▶ [Job] Could you gather every line below that contains the string "target"?

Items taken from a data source

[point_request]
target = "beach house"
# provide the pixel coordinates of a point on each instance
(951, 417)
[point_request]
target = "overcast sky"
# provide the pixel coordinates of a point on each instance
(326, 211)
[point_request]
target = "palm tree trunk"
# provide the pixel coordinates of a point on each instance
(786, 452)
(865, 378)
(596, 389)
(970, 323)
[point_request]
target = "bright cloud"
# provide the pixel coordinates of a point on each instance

==

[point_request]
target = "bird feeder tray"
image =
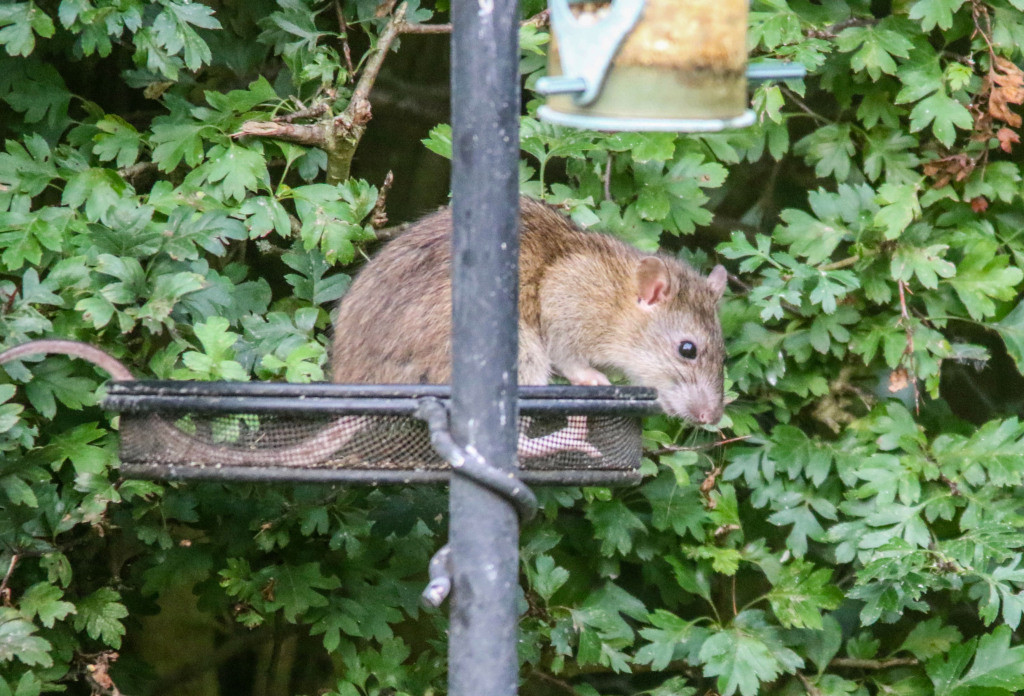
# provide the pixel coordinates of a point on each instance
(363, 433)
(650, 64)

▶ [Task solution]
target = "beach house"
target = "overcast sky"
target = "palm tree trunk"
target = "bright cloud"
target = "bird feeder tray"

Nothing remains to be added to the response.